_WHAT YOU ARE ASKED TO DO:_ Within the lines below, find those that hold the string "coastline" and copy each one.
GIVEN ENTRIES START
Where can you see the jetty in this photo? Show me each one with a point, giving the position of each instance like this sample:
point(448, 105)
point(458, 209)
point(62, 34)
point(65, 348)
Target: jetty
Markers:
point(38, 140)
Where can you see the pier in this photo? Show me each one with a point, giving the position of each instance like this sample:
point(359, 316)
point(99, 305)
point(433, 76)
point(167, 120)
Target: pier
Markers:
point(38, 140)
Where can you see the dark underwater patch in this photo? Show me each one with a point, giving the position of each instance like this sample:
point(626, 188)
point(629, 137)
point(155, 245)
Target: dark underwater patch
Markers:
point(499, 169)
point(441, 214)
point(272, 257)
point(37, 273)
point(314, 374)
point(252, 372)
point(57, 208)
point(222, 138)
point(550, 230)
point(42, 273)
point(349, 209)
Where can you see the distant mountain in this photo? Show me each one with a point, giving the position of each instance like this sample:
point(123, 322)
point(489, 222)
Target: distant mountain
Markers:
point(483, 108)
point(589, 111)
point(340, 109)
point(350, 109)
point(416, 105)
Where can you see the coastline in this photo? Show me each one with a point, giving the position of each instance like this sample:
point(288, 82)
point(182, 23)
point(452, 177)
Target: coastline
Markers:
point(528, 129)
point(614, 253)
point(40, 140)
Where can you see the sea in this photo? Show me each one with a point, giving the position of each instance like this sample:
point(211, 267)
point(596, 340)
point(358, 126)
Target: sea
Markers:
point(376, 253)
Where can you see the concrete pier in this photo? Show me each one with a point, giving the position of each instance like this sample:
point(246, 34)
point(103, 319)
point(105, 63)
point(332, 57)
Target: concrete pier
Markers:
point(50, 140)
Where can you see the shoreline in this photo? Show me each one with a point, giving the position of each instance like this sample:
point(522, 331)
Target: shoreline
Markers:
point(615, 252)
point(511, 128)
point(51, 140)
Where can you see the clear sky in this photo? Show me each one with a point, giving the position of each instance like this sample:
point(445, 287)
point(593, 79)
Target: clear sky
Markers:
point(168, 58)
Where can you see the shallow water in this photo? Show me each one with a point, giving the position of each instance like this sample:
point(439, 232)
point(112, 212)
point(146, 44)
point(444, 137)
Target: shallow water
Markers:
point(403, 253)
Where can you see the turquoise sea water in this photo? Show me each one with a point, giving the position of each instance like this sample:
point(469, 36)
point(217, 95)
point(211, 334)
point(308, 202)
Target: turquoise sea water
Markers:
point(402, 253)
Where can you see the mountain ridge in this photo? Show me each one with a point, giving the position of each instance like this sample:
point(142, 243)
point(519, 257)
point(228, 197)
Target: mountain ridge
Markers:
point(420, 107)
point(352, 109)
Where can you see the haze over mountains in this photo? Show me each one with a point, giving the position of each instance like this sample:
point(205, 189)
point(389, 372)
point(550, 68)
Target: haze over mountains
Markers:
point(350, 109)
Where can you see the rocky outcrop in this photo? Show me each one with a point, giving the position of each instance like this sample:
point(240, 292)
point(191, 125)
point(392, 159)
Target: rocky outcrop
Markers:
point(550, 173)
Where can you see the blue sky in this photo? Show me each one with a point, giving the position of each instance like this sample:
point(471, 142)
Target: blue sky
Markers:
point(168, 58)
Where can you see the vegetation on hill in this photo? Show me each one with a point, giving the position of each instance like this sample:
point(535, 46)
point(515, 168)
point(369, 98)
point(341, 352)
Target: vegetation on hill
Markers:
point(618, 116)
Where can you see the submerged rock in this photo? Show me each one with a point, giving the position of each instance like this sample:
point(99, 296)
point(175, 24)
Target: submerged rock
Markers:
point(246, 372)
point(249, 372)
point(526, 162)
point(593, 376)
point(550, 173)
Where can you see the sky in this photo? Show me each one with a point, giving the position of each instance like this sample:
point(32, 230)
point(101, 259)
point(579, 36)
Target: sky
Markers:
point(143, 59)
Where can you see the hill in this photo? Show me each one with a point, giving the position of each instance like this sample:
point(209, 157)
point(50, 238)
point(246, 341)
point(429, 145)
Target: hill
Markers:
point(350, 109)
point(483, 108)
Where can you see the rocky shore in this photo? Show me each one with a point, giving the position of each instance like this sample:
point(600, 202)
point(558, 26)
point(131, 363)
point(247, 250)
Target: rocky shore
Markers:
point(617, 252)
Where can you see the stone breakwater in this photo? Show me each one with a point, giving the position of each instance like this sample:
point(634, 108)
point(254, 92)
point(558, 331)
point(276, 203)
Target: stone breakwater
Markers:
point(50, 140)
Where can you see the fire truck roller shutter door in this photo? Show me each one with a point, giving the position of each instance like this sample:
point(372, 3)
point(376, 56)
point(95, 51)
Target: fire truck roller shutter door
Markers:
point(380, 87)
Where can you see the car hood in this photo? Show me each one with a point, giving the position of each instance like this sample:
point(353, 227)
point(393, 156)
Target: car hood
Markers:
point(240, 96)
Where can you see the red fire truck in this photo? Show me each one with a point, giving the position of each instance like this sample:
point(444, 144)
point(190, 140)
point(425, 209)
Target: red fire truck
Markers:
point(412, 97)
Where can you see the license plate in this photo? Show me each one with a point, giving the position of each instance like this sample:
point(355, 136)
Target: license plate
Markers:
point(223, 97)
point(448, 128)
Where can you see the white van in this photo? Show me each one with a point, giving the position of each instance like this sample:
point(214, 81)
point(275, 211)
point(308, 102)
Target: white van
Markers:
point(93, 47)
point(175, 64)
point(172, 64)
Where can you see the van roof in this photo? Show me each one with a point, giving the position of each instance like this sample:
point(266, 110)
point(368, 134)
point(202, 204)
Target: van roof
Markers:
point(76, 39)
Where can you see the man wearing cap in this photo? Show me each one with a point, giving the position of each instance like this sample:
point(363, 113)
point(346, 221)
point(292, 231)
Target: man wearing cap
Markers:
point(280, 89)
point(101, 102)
GIVEN ENTRIES END
_SOLUTION TO THIS TASK:_
Where can you see the coastline in this photo? Show me each one with a point, giving the position of each instance like this sample:
Target: coastline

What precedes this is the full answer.